Text excerpt.
---+---
We take a closer look at the influence of the SALT cap on effective tax rates, what the new IRS Statistics of Income releases are communicating about Minnesota taxpayer migration, and offer some thoughts on the implications for Minnesota’s income tax debates.
SALT Cap Confounds Doomsayers as Fears of Exodus Prove Overblown
Bloomberg News, June 1, 2021
As this recent headline indicates, there is new fodder in the never-ending debate over the role state income taxes play on taxpayer relocation. Newly-released Statistics of Income data from the Internal Revenue Service indicates the Tax Cuts and Jobs Act (TCJA) caps on state and local tax deductibility so far has had a negligible initial impact on the nation’s domestic migration patterns.
Such a finding shouldn’t be surprising. Nobody should really have been expecting an Oklahoma land rush-type exodus out of states due to the cap on state and local tax deductibility. For starters, the amount of interstate migration that occurs in any year – for any reason let alone taxes – is small, about 2% according to the latest Census Bureau estimates on a population basis, less on a tax filer basis. Moreover, research on taxes and migration have generally found taxes matter on the margin, but they’re just one of many factors. That appears to be true even for taxpayers who are most affected by high state income taxes and are the most economically mobile. One study of administrative tax returns over 13 years (45 million tax records), tracked the states from which millionaires file their taxes. It concluded “millionaire tax flight is occurring, but only at the margins of statistical and socioeconomic significance.”[1]
But the underlying economics of state and local taxes (SALT) did change with the passage of the TCJA. The $10,000 limit on state and local tax deductibility made SALT more economically relevant because of the potentially large impact on federal tax burdens. That is especially true for Minnesota’s higher income filers who disproportionately benefitted from SALT deductibility. As a result, the math underlying taxes and residency decision-making has changed for many to some degree. We take a closer look at the influence of the SALT cap on effective tax rates, what the new IRS Statistics of Income releases are communicating about Minnesota taxpayer migration, and conclude with some thoughts on the implications for Minnesota’s income tax debates.
Taxpayer returns change from year to year in part due to ordinary fluctuations and changes in the makeup of taxpayer income. This can present a challenge in quantifying the before and after impact of any policy change, even when comparing an “average” tax filer in different states. For example, in our latest national individual income tax comparison study the income make-up of our post-TCJA $1 million married joint filer featured 3.1% more taxable income (or conversely 37% less non-taxable income) than our pre-TCJA $1 million filer. That alone results in a federal tax increase independent of any policy influence not just for Minnesota but all states when imputing that profile change onto the rest of the country. Layering complex policy changes like the TCJA that affect both adjusted gross income and taxable income in multiple ways makes the isolation of the effects of particular provisions even more problematic.
---+---
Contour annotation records
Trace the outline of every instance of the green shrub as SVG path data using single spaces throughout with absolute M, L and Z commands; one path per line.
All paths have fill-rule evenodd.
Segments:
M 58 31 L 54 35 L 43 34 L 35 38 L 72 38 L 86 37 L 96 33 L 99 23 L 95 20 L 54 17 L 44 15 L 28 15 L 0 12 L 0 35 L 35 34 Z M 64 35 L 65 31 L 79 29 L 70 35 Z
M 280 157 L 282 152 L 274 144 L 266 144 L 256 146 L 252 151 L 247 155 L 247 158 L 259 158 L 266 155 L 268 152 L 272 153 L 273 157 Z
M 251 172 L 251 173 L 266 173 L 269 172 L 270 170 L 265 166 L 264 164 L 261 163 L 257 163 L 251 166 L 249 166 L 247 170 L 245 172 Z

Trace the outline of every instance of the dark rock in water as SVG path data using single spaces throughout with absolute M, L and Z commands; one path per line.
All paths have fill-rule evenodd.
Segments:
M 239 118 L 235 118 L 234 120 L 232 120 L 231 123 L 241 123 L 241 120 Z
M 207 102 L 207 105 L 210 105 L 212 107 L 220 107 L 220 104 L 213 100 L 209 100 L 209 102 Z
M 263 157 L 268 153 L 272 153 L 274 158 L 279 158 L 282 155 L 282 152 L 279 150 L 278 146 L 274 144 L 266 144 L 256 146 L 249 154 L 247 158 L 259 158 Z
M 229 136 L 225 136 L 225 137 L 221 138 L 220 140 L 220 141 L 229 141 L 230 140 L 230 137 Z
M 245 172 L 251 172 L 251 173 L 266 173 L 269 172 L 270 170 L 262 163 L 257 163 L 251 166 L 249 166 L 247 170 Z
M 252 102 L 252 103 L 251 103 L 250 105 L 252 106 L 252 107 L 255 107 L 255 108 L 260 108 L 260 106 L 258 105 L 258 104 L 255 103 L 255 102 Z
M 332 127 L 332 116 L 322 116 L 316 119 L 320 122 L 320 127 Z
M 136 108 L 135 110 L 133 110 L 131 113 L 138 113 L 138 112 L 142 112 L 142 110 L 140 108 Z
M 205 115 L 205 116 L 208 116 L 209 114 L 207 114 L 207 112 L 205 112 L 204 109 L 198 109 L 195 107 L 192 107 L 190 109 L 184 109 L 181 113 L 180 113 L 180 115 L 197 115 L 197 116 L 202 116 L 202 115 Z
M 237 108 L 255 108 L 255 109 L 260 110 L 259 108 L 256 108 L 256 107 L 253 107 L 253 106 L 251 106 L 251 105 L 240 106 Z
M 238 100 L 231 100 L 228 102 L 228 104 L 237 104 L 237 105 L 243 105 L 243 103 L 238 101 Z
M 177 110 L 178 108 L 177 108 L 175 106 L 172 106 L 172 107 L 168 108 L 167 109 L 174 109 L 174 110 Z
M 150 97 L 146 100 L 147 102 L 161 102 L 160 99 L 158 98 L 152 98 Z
---+---
Task list.
A. List every capitalized abbreviation in the passage on the SALT cap and taxpayer migration, with the full name the passage gives for each.
B. Carry the passage on the SALT cap and taxpayer migration forward from its final sentence.

Answer set.
A.
SALT: state and local taxes
IRS: Internal Revenue Service
TCJA: Tax Cuts and Jobs Act

B.
Perhaps the best perspective of how the SALT cap can affect filers in different states differently can be gained from looking at “before and after” aggregate effective tax rates (ETR) of millionaire income filers - whose tax burdens are most likely impacted by the SALT cap -- and comparing the results in states with and without a state income tax (Table 1).
As the national column shows, federal adjusted gross income grew 7.3% but the net effect of TCJA changes and rate reductions resulted in a more modest 3.0% increase in federal taxes paid yielding a reduction in the effective tax rate of millionaire filers of 4%. States without an income tax had lower AGI growth than the national average but experienced a 6.7% reduction in federal taxes paid on income resulting in effective tax rate decline of 8.1%.
In stark contrast, even though year-on-year AGI growth in the top 10 most progressive income tax states[2] was more anemic, federal taxes paid increased by 5% resulting in an effective tax rate increase of 4.7%. Of these 10 states, three -- New York, California, and Connecticut - constitute 82% of the total AGI for this group meaning their experience is largely driving these results. All three of these states experienced 2017-2018 effective tax rate increases indicating the loss of SALT deductibility more than offset TCJA rate reductions in the aggregate. It is not at all surprising that the push for restoring SALT deductibility resides in their congressional delegations.
Table 2 presents Minnesota’s results. Growth in federal adjusted gross income among these filers was above the national average. SALT deductions fell by a whopping 97.4% exposing more income to federal taxation. Yet, rate reductions and other TCJA tax cut benefits offset the loss of SALT deductibility resulting in a slight decrease in the federal effective tax rate paid in the aggregate by Minnesota millionaire filers. The implications relevant to location decision-making is how Minnesota high income filers might evaluate and weigh any smaller absolute benefits obtained through the TCJA in Minnesota compared to potentially larger tax benefits now available elsewhere.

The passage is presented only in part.